* Begin *

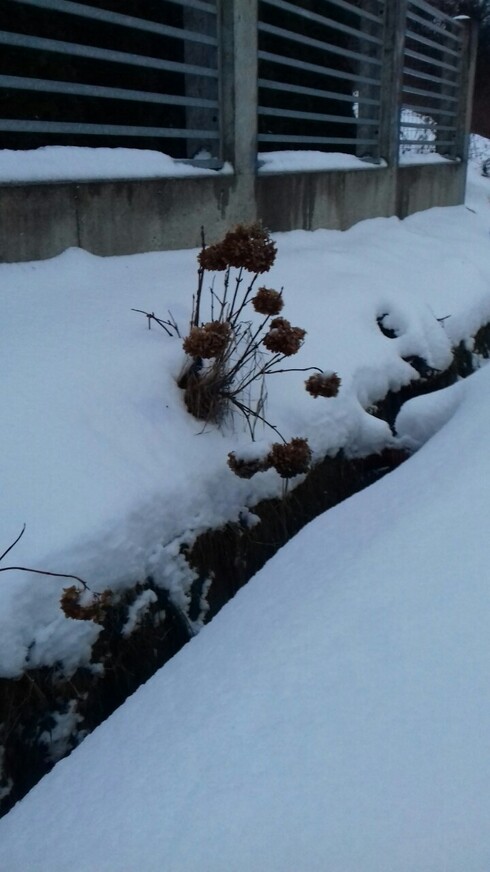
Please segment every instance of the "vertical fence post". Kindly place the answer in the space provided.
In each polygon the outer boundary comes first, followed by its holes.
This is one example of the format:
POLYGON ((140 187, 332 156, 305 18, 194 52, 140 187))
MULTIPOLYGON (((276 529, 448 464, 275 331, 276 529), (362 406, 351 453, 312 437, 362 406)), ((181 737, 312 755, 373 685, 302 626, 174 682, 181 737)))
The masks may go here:
POLYGON ((381 77, 380 155, 398 166, 407 0, 386 0, 381 77))
POLYGON ((456 114, 456 157, 468 160, 473 111, 473 88, 475 85, 476 55, 478 51, 478 24, 471 18, 462 21, 464 38, 461 58, 461 80, 456 114))
POLYGON ((258 0, 219 0, 222 157, 233 165, 240 214, 255 218, 258 0))

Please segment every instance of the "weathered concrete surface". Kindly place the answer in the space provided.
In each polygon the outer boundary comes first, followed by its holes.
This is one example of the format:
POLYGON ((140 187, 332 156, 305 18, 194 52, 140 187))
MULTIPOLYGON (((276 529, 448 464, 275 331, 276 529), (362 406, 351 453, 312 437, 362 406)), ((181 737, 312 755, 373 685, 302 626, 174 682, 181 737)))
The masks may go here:
POLYGON ((345 230, 357 221, 464 200, 466 164, 398 169, 0 185, 0 261, 80 246, 108 256, 194 248, 260 218, 273 231, 345 230))
POLYGON ((345 230, 395 214, 394 170, 373 168, 258 176, 258 215, 273 231, 345 230))
POLYGON ((464 202, 466 163, 412 164, 398 168, 396 214, 406 218, 433 206, 464 202))

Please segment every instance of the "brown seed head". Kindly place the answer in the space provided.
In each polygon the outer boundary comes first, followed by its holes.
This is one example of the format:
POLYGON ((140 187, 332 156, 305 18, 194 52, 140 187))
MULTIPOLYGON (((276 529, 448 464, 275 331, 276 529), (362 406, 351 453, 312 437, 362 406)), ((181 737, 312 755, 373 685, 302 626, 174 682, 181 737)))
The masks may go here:
POLYGON ((260 223, 239 224, 221 242, 209 245, 198 255, 200 265, 209 270, 229 266, 252 273, 268 272, 276 258, 276 246, 260 223))
POLYGON ((226 321, 209 321, 202 327, 192 327, 182 347, 191 357, 219 357, 226 350, 230 332, 230 325, 226 321))
POLYGON ((311 463, 311 449, 307 439, 291 439, 283 445, 275 442, 268 460, 281 478, 294 478, 302 472, 307 472, 311 463))
POLYGON ((341 385, 336 372, 318 372, 310 375, 305 381, 305 387, 312 397, 336 397, 341 385))
POLYGON ((269 332, 264 336, 262 342, 268 351, 273 354, 284 354, 290 357, 296 354, 303 344, 303 339, 306 336, 306 330, 301 327, 292 327, 287 318, 274 318, 271 321, 269 332))
POLYGON ((268 457, 243 460, 237 457, 234 451, 230 451, 227 462, 231 471, 239 478, 252 478, 255 473, 265 472, 271 465, 268 457))
POLYGON ((284 306, 284 300, 279 291, 274 291, 272 288, 259 288, 252 300, 252 305, 259 315, 279 315, 284 306))

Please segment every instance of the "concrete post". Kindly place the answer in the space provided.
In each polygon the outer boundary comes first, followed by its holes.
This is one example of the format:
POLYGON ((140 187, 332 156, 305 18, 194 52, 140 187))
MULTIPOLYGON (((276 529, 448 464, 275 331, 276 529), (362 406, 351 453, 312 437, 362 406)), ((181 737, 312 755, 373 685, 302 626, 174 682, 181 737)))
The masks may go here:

* End *

→ Brief
Reproduce, word for word, the lines from the start of the records through the line containing "POLYGON ((258 0, 219", including that line. Omit the pictures.

→ Problem solution
Please segment every instance of the "vertical fence post". Kindly place the answer in the space provided.
In each polygon the outer boundary comes first, followed by its holes.
This is one example of the format:
POLYGON ((140 187, 332 156, 305 18, 194 52, 140 187))
MULTIPOLYGON (((276 529, 448 464, 275 331, 276 529), (362 406, 351 453, 312 437, 362 406)), ((181 737, 312 755, 373 685, 302 626, 174 682, 181 737)))
The masks may go here:
POLYGON ((381 77, 380 155, 398 166, 407 0, 386 0, 381 77))
POLYGON ((456 114, 456 157, 468 160, 473 111, 473 88, 475 85, 476 55, 478 51, 478 24, 471 18, 462 21, 464 38, 461 58, 461 80, 456 114))
POLYGON ((258 0, 219 0, 222 157, 233 165, 240 214, 255 218, 258 0))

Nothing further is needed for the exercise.